▸ **Instruction**
Gather each of the lines below that contains the word "green", and copy every one of them in full.

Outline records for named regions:

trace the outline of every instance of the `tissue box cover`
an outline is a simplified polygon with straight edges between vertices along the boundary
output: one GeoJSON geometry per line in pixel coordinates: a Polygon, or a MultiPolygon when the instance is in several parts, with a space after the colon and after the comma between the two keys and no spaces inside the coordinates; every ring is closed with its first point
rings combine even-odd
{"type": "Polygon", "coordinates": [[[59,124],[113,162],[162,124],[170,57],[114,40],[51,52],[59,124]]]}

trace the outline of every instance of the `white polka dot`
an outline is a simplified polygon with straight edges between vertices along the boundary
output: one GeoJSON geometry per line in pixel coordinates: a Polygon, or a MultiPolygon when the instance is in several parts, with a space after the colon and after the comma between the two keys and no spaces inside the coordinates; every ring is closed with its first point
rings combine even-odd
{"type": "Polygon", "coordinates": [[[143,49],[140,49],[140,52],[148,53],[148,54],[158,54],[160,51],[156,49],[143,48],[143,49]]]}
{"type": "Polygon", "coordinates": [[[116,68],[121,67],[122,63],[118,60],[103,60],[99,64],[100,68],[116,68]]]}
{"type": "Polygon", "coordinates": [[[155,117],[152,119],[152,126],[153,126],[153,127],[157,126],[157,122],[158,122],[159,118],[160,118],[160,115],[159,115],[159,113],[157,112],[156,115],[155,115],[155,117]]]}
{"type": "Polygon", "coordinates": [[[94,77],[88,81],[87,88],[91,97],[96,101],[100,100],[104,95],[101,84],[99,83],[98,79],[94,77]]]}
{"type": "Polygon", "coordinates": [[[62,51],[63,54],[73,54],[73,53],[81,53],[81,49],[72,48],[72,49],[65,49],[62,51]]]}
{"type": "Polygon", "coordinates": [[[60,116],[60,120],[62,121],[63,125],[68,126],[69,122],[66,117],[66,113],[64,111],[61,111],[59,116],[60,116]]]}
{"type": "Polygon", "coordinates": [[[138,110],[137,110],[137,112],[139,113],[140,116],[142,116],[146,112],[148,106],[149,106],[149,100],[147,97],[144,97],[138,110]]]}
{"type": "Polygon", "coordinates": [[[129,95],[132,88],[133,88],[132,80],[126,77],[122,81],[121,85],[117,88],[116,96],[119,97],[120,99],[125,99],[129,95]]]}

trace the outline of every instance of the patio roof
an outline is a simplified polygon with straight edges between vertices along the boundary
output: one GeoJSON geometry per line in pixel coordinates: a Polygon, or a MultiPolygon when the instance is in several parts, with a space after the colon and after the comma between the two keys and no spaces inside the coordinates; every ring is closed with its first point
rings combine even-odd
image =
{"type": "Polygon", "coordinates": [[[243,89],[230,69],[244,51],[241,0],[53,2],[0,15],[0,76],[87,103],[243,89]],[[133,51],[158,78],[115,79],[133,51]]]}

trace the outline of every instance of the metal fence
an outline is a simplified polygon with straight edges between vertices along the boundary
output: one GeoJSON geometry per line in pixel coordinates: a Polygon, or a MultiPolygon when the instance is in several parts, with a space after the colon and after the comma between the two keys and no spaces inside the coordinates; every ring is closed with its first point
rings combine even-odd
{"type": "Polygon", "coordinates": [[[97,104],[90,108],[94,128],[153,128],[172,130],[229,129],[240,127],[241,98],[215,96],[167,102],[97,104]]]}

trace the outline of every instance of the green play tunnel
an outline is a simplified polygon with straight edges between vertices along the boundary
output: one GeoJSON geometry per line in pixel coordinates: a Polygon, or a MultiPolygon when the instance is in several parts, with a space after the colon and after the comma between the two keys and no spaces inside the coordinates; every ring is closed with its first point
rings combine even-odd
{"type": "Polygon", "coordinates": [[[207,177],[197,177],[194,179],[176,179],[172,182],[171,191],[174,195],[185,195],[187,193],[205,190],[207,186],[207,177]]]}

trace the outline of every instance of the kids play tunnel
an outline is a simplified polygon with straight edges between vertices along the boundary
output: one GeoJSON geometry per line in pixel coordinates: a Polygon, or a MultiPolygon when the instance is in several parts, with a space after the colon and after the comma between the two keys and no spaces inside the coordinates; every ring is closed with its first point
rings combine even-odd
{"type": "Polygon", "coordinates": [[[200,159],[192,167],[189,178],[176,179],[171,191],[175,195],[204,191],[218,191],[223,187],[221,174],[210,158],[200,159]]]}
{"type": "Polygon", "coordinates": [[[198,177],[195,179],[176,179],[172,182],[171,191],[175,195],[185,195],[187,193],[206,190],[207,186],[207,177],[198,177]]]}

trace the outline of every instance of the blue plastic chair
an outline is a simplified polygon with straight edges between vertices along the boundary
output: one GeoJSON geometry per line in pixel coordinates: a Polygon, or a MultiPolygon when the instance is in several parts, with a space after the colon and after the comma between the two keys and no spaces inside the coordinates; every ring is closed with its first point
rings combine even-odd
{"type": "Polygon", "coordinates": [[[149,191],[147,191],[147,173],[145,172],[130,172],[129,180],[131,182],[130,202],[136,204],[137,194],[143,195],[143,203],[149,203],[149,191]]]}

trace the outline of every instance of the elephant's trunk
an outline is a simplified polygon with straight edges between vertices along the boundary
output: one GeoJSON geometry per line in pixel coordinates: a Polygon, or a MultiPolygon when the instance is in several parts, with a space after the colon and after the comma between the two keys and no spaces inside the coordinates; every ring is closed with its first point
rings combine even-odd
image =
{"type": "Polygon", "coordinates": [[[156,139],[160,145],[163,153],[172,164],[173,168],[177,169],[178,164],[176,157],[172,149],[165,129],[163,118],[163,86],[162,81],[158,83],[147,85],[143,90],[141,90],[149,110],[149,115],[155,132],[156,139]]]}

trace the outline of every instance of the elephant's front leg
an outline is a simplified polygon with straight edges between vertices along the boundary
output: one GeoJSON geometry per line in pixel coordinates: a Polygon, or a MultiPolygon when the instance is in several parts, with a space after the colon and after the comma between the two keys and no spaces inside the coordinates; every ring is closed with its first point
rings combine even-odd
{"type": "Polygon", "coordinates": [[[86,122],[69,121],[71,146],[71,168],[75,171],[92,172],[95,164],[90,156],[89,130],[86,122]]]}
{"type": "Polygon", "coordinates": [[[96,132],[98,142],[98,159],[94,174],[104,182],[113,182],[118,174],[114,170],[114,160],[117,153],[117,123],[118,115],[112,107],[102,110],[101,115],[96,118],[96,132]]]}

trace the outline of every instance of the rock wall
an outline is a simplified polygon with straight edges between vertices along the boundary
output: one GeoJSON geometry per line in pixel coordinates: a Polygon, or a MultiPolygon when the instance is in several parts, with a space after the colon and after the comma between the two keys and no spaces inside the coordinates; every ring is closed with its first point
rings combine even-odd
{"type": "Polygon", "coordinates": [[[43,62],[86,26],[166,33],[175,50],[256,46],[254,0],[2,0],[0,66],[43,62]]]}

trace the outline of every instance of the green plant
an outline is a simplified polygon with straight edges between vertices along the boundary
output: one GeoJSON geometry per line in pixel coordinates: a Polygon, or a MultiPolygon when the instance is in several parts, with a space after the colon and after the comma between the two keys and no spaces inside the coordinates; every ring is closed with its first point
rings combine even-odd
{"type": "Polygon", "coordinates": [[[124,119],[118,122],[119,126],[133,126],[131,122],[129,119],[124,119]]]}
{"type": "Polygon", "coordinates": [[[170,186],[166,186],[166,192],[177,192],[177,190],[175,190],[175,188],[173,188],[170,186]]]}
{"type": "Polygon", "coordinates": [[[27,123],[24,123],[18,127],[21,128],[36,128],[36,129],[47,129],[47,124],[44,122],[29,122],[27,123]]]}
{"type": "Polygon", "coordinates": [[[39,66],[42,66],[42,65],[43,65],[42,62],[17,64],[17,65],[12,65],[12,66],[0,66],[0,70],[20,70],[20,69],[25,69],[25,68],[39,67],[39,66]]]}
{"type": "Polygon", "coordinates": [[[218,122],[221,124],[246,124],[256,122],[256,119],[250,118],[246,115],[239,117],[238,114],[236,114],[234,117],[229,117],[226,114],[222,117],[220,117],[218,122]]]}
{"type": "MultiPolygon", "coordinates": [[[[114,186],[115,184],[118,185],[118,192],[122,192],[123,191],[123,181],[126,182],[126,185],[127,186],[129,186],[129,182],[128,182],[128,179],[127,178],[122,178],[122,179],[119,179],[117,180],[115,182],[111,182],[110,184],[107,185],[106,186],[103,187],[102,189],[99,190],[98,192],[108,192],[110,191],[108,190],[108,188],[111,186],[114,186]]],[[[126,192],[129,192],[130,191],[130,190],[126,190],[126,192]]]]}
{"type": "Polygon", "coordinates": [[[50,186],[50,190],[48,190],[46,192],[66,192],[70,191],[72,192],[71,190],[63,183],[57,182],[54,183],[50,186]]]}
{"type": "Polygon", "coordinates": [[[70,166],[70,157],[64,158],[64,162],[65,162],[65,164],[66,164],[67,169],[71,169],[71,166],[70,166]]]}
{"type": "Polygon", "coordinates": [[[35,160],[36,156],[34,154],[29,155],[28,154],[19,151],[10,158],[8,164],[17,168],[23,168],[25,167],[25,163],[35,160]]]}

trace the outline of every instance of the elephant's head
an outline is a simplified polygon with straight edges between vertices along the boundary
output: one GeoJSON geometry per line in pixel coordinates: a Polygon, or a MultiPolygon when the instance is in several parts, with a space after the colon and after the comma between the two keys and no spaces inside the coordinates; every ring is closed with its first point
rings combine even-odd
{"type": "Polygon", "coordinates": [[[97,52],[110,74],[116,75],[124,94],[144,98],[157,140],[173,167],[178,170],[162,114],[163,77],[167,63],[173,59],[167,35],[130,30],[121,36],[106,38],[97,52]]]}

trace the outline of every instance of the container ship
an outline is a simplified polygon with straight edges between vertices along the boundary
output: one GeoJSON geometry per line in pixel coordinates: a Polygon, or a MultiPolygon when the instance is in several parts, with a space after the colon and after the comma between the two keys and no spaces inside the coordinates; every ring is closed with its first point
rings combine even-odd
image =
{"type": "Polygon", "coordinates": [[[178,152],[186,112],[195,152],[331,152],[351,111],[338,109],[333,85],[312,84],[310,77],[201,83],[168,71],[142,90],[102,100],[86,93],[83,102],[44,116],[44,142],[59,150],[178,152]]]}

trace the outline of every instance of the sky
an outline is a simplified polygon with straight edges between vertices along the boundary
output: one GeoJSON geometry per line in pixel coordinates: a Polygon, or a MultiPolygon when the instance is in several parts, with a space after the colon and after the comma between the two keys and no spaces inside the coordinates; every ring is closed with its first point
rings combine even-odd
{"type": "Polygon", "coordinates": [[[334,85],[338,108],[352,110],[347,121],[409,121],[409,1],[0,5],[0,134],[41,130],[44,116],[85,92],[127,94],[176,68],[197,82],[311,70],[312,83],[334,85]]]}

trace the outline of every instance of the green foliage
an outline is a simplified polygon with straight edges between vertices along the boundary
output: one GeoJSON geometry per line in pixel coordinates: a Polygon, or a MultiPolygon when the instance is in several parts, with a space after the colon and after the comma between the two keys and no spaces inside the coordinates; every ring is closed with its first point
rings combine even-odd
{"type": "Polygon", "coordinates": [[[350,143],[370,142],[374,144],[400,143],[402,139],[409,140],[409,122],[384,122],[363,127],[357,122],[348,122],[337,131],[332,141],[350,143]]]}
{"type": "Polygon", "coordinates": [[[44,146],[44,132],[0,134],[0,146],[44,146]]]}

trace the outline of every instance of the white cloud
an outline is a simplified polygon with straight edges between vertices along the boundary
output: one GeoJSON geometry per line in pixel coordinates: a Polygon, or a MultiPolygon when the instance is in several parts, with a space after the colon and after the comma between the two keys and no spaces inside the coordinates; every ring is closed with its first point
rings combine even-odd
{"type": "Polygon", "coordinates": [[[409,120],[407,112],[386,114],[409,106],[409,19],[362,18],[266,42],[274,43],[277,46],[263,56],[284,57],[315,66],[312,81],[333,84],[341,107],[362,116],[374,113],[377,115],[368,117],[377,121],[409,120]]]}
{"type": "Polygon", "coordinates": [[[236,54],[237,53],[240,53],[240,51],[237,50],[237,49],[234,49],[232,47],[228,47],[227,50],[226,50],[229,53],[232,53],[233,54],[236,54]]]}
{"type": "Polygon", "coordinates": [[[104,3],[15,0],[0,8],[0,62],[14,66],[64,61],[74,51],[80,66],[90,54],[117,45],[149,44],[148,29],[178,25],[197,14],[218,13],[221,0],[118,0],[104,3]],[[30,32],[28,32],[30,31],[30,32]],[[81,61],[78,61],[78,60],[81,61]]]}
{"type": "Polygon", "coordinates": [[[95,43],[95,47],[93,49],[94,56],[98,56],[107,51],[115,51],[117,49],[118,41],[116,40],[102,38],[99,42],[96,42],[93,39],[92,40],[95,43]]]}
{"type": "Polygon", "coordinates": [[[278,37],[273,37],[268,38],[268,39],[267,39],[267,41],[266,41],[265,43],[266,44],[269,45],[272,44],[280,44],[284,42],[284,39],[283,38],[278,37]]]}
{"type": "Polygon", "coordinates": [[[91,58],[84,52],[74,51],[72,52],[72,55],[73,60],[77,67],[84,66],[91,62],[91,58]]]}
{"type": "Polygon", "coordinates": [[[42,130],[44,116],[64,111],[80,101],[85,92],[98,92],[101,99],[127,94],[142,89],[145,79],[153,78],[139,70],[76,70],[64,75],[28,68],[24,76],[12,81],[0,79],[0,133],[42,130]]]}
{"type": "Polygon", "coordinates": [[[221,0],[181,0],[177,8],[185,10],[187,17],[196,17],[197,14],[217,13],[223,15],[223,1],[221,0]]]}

▸ **Solved exercise**
trace the outline of every instance of the green play tunnel
trace the outline of every instance of the green plant
trace the outline of every instance of the green foliage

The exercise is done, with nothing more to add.